WHAT IS REQUIRED
Reproduce the records below in their entirety, character for character.

LISTED RECORDS
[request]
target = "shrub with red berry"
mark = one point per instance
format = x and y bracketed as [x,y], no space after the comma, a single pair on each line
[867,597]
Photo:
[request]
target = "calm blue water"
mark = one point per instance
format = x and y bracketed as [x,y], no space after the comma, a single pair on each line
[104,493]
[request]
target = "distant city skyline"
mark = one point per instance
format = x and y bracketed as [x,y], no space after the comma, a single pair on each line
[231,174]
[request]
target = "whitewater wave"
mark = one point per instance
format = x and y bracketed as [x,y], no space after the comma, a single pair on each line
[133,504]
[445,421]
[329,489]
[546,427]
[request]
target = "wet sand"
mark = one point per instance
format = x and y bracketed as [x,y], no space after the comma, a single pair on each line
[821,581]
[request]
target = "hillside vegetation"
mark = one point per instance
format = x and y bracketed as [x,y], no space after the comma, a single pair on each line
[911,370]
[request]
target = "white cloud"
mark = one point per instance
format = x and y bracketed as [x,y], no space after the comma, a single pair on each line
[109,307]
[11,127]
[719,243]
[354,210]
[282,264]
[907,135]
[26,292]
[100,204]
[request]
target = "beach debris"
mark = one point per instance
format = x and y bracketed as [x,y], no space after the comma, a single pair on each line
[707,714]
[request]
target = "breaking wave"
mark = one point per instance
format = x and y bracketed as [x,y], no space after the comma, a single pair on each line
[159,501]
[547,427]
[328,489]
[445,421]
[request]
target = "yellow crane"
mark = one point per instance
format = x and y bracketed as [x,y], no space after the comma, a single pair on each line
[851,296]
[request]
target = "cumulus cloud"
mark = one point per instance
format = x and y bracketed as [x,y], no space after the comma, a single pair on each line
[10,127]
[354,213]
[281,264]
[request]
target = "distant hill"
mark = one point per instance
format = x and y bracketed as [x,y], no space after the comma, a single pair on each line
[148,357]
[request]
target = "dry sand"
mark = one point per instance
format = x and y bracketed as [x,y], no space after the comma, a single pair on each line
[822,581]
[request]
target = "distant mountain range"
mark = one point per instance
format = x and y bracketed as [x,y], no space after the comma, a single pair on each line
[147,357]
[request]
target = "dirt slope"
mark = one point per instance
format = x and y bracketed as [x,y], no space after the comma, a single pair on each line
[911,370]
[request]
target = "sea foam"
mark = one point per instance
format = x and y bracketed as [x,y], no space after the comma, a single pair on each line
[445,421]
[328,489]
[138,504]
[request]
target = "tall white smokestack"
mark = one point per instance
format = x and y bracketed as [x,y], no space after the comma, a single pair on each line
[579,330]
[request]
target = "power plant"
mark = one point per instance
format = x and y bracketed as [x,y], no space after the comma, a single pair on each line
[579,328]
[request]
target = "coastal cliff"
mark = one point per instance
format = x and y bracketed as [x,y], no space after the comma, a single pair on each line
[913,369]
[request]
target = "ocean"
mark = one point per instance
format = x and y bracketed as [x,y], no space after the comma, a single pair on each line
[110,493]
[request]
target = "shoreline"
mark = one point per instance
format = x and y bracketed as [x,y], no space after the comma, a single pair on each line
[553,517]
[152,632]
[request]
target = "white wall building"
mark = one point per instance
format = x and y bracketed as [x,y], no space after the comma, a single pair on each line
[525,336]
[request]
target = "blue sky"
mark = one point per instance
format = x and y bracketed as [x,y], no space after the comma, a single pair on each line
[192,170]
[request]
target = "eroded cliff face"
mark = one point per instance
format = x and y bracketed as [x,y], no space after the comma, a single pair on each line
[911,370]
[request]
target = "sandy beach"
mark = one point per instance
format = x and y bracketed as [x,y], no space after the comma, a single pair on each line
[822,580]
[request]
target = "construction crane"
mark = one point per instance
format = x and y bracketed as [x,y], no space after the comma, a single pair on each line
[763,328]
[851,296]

RESULT FOR THIS EXERCISE
[request]
target = "shrub with red berry"
mark = one point per instance
format = x and y bracketed as [x,y], no space after the comma, a single pair on each line
[867,597]
Photo:
[request]
target = "calm blue water"
mark = one point per instance
format = x and y bracketed as [x,y], no space after the comma, a single pair on each line
[104,493]
[request]
target = "distant city skyline"
mark = one point per instance
format = x and y bracketed as [x,y], no space after the comma, a single pair on each line
[231,174]
[request]
target = "whitewater wave"
mark = one point per instance
format = x and y bracketed as [x,y], no space after the comma, a single pair on each line
[133,504]
[445,421]
[329,489]
[546,427]
[request]
target = "wet sand"
mark = one point per instance
format = x and y bracketed as [x,y], no space after the comma, a single pair on each line
[821,581]
[request]
target = "hillside vegetation"
mark = one point per instance
format = x and y bracketed as [x,y], no space after the comma, a single pair on each line
[911,370]
[request]
target = "white cloud"
mark = one point per instance
format = x and y bracketed as [x,y], no space after the comma, a single pair on each line
[109,307]
[11,127]
[719,243]
[354,210]
[282,264]
[907,135]
[26,292]
[100,204]
[request]
target = "beach debris"
mark = one point per instance
format = x and y bracketed as [x,y], no space after the comma, a single pair on each line
[707,714]
[request]
target = "breaking wave"
mark = one point per instance
format = x and y bracketed as [x,y], no space after the comma, a single pair on each line
[159,501]
[547,427]
[328,489]
[445,421]
[request]
target = "yellow crane"
mark = one point per instance
format = x and y bracketed as [x,y], no space after the comma, a single pair on each line
[851,296]
[request]
target = "cumulus cloud"
mark = one point per instance
format = x and y bracketed as [x,y], no space after the comma, a single pair on each line
[10,127]
[354,213]
[281,264]
[request]
target = "distant hill"
mark = one point per instance
format = x and y bracketed as [x,y], no space after the comma, a single pair on each line
[148,357]
[request]
target = "dry sand"
mark = one point per instance
format = x and y bracketed as [x,y], no space after the comma, a single pair on each line
[822,581]
[request]
target = "distant mountain range"
mark = one point per instance
format = x and y bracketed as [x,y], no space after the comma, a single pair on each line
[147,357]
[request]
target = "dirt slope"
mark = one point per instance
format = x and y bracketed as [x,y], no space after the comma, a single pair on each line
[911,370]
[request]
target = "sea foam"
mark = one point per instance
format = x and y bracketed as [x,y], no space after the comma, a single pair on each line
[445,421]
[328,489]
[138,504]
[request]
target = "tall white smokestack"
mark = one point per instance
format = x and y bracketed as [x,y], no space after the comma, a single pair on each line
[579,330]
[request]
target = "power plant"
mark = one point per instance
format = x and y bracketed as [x,y], no space after the comma, a single pair on each line
[579,328]
[request]
target = "coastal cliff"
mark = one point per instance
format = x and y bracketed as [x,y], no space after the comma, a single pair on each line
[913,369]
[request]
target = "ocean"
mark = one point per instance
format = x and y bracketed as [x,y], no space after the comma, a single pair on each line
[110,493]
[request]
target = "shoreline"
mark = one point per instance
format = x and y bracketed as [x,y], no space after the comma, a single pair on each line
[553,517]
[152,632]
[request]
target = "white wall building"
mark = one point per instance
format = x and y bracketed as [x,y], no space after the comma, a single pair on each line
[525,336]
[request]
target = "blue sky"
mark = one point per instance
format = x and y bracketed as [x,y], no space after the comma, a single pair on each line
[192,170]
[request]
target = "eroded cliff face"
mark = one point per instance
format = x and y bracketed as [x,y], no space after the comma, a single pair on each line
[911,370]
[request]
target = "sandy beach"
mark = one point per instance
format = x and y bracketed as [x,y], no space after the comma, a single pair on each line
[822,580]
[request]
target = "construction crane"
mark = one point per instance
format = x and y bracketed as [x,y], no space after the comma, a single pair on each line
[763,328]
[851,296]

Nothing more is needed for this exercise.